## [Exercise material]

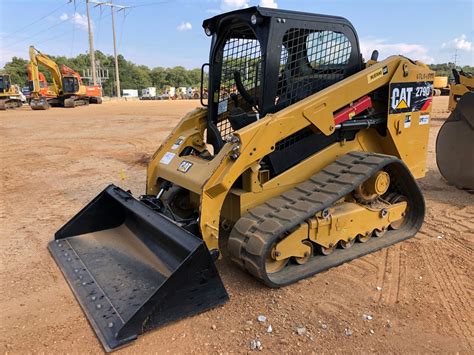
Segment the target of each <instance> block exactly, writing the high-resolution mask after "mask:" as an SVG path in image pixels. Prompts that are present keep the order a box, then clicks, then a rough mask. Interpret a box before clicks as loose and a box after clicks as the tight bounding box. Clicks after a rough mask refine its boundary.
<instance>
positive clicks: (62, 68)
mask: <svg viewBox="0 0 474 355" xmlns="http://www.w3.org/2000/svg"><path fill="white" fill-rule="evenodd" d="M61 73H62V74H63V75H72V76H74V77H76V78H77V81H78V82H79V87H83V86H84V87H85V88H86V96H87V97H88V98H89V102H90V103H91V104H101V103H102V88H101V87H100V86H99V85H84V84H83V83H82V78H81V76H80V75H79V73H78V72H77V71H75V70H73V69H71V68H69V67H68V66H67V65H65V64H63V65H61Z"/></svg>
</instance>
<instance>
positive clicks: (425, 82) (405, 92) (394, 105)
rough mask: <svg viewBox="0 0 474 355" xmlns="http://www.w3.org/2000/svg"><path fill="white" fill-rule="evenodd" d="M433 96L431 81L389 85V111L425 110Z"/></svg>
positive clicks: (404, 111) (396, 111) (402, 83)
mask: <svg viewBox="0 0 474 355" xmlns="http://www.w3.org/2000/svg"><path fill="white" fill-rule="evenodd" d="M432 97H433V83H432V82H431V81H423V82H414V83H397V84H391V85H390V102H389V105H390V113H403V112H413V111H426V110H427V109H428V106H429V105H430V103H431V100H432Z"/></svg>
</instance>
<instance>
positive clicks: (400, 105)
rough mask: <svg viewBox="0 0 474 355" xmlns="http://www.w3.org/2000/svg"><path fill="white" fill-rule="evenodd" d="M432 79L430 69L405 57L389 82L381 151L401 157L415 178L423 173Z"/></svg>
mask: <svg viewBox="0 0 474 355" xmlns="http://www.w3.org/2000/svg"><path fill="white" fill-rule="evenodd" d="M433 80H434V72H433V71H431V70H429V69H428V68H427V67H423V66H421V65H416V64H414V63H411V62H410V61H408V60H405V61H404V62H403V63H402V64H401V65H400V66H399V68H398V70H397V71H396V72H395V74H394V76H393V77H392V80H391V81H390V85H389V99H388V103H387V104H388V113H389V114H388V120H387V129H388V132H389V135H388V136H387V138H385V139H383V147H384V152H385V153H386V154H391V155H395V156H397V157H398V158H400V159H401V160H403V162H404V163H405V164H406V165H407V166H408V167H409V168H410V170H411V172H412V174H413V175H414V176H415V178H417V179H418V178H421V177H423V176H425V174H426V157H427V154H428V136H429V126H430V125H429V123H430V120H431V107H432V98H433Z"/></svg>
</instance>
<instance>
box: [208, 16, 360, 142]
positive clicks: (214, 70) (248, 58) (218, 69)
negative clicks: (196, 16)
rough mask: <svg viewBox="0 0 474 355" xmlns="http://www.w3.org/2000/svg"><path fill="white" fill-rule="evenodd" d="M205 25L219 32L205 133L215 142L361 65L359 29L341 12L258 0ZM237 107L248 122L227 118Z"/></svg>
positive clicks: (228, 135) (349, 74)
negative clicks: (262, 5) (300, 9)
mask: <svg viewBox="0 0 474 355" xmlns="http://www.w3.org/2000/svg"><path fill="white" fill-rule="evenodd" d="M203 27H204V28H205V29H206V31H207V33H212V34H213V45H212V47H211V52H210V68H209V72H210V76H209V88H210V100H209V113H208V115H209V116H208V123H209V125H210V126H211V127H210V129H208V131H207V132H208V137H207V138H208V142H209V143H211V144H213V145H214V148H215V149H217V150H219V148H220V146H221V142H222V140H223V139H225V138H226V137H228V136H229V134H231V133H232V132H233V131H234V130H236V129H239V128H241V127H243V126H245V125H247V124H250V123H252V122H253V121H255V120H257V119H259V118H263V117H264V116H265V115H266V114H267V113H272V112H277V111H279V110H281V109H283V108H285V107H287V106H289V105H291V104H293V103H295V102H298V101H300V100H302V99H304V98H306V97H308V96H309V95H311V94H314V93H316V92H318V91H320V90H322V89H324V88H326V87H328V86H330V85H332V84H334V83H336V82H338V81H340V80H342V79H344V78H346V77H348V76H350V75H352V74H354V73H355V72H357V71H359V70H361V68H362V58H361V55H360V51H359V43H358V39H357V35H356V32H355V30H354V28H353V26H352V25H351V23H350V22H348V21H347V20H346V19H344V18H341V17H334V16H325V15H315V14H308V13H302V12H294V11H284V10H277V9H266V8H260V7H252V8H248V9H245V10H238V11H234V12H230V13H226V14H223V15H219V16H216V17H213V18H211V19H209V20H206V21H204V23H203ZM236 73H238V75H239V78H240V81H241V87H242V89H239V85H238V84H239V83H238V81H237V80H236V78H237V77H236V76H235V75H236ZM237 79H238V78H237ZM241 91H244V92H241ZM232 94H235V95H232ZM232 96H234V97H232ZM235 107H238V108H239V112H238V115H237V117H238V119H240V120H243V121H244V123H243V124H231V122H229V118H231V120H230V121H232V118H233V117H232V115H234V116H235V112H236V110H235ZM244 112H245V114H244ZM235 119H236V118H235V117H234V121H235ZM236 126H237V127H236Z"/></svg>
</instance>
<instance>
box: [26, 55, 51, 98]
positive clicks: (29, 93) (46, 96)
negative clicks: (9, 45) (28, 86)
mask: <svg viewBox="0 0 474 355" xmlns="http://www.w3.org/2000/svg"><path fill="white" fill-rule="evenodd" d="M26 70H27V72H28V84H29V94H28V102H30V101H31V100H32V99H33V97H34V95H33V91H34V83H33V75H32V72H31V64H27V66H26ZM38 80H39V86H40V90H39V96H40V97H43V98H45V99H46V100H49V99H53V98H56V97H57V95H56V92H55V91H54V90H53V89H51V88H50V87H49V85H48V82H47V81H46V77H45V76H44V74H43V73H42V72H41V71H39V70H38Z"/></svg>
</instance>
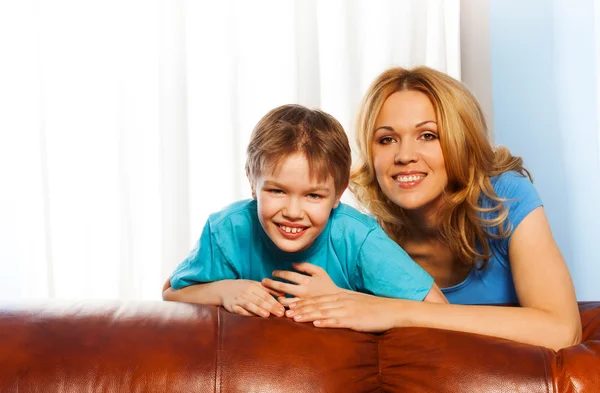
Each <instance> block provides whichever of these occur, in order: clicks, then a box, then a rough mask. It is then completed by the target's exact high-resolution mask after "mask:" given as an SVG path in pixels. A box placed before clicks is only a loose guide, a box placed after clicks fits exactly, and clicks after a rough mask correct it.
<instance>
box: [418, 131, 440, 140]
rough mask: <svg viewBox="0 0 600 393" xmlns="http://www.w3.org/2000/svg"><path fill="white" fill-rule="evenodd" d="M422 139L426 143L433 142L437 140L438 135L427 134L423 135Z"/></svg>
mask: <svg viewBox="0 0 600 393" xmlns="http://www.w3.org/2000/svg"><path fill="white" fill-rule="evenodd" d="M421 139H422V140H424V141H432V140H434V139H437V135H435V134H432V133H427V134H423V135H421Z"/></svg>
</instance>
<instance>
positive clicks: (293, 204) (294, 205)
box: [281, 198, 304, 220]
mask: <svg viewBox="0 0 600 393" xmlns="http://www.w3.org/2000/svg"><path fill="white" fill-rule="evenodd" d="M281 213H282V214H283V215H284V216H285V217H286V218H289V219H292V220H298V219H302V218H304V210H303V209H302V203H301V202H300V201H299V200H298V198H289V199H288V201H287V203H286V205H285V207H284V208H283V209H282V211H281Z"/></svg>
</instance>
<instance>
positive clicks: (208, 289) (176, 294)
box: [162, 279, 228, 306]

## [Task to carry out]
Please give back, word for word, the lines from the start of the material through the line with "positive clicks: (62, 68)", leaving the pictures out.

## [Answer below]
Segment the target of each <instance> block exactly, writing the high-resolution mask after "mask:" as an SVG path in image pixels. Prompts that are present keep the order a box, then clicks, then a rough mask. Interpret a box before clicks as loose and a box after clicks as the tight bounding box. Clicks after a rough mask refine its boundary.
<instance>
positive clicks: (62, 68)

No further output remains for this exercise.